╔══

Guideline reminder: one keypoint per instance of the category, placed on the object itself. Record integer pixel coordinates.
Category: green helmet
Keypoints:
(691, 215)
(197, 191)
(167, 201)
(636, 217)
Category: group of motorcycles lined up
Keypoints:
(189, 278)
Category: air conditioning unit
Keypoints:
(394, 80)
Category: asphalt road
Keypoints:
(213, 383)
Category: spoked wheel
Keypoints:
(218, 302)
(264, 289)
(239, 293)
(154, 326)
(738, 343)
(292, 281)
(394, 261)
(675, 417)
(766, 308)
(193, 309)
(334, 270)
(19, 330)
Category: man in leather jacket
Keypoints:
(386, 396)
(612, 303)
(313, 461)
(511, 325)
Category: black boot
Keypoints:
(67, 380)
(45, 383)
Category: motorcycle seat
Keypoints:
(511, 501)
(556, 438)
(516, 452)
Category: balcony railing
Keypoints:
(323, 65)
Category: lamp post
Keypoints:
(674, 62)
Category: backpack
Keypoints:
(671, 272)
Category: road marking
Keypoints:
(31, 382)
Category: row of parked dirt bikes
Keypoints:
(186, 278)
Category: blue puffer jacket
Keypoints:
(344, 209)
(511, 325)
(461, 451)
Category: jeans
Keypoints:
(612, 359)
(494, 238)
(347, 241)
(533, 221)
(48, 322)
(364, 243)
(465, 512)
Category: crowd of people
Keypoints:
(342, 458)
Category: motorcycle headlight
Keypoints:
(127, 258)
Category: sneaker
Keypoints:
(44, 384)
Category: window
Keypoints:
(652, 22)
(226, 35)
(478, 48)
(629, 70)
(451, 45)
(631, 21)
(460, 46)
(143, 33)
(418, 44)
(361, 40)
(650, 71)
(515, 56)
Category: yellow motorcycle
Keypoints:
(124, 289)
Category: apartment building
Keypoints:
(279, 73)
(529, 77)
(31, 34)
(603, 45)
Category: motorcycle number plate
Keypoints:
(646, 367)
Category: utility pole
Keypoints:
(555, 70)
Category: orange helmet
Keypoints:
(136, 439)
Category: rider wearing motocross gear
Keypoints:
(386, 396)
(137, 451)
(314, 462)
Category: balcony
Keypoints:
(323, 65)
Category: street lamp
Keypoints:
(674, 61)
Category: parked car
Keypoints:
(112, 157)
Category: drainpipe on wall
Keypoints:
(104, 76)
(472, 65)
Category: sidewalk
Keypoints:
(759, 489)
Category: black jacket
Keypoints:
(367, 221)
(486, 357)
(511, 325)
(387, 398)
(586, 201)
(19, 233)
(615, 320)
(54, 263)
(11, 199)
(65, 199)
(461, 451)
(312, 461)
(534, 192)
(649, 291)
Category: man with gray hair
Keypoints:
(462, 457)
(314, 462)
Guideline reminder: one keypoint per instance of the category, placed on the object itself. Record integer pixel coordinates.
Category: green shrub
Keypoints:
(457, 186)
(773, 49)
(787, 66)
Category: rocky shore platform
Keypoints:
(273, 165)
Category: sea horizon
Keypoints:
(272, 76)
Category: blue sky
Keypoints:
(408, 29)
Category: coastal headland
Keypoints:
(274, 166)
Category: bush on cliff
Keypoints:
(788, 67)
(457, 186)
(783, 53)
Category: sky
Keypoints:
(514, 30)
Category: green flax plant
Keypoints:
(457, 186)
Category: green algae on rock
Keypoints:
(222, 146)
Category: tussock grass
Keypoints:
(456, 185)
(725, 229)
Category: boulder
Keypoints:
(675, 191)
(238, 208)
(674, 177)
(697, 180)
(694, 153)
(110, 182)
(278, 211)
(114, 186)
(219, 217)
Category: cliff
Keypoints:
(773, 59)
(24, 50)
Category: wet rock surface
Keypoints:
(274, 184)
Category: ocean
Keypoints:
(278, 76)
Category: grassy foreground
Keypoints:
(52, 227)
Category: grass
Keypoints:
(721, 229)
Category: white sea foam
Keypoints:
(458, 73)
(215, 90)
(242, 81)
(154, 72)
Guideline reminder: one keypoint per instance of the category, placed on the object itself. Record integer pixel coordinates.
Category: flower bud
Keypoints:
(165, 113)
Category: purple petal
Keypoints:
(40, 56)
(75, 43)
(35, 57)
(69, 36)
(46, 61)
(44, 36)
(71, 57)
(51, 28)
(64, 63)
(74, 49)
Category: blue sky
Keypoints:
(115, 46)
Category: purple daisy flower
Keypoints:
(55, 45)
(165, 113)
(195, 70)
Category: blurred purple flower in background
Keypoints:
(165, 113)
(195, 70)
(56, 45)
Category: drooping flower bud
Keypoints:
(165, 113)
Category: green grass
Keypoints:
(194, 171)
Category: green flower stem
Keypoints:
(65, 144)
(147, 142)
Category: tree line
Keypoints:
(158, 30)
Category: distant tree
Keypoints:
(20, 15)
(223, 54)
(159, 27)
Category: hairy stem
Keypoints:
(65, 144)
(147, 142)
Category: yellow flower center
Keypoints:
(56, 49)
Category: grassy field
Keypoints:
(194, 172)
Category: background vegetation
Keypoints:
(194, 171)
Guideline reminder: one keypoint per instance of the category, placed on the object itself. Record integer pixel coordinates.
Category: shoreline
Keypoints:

╚══

Task item:
Counting only lines that hold the word "helmet", say how many there are in the listing above and add nothing.

Response area:
2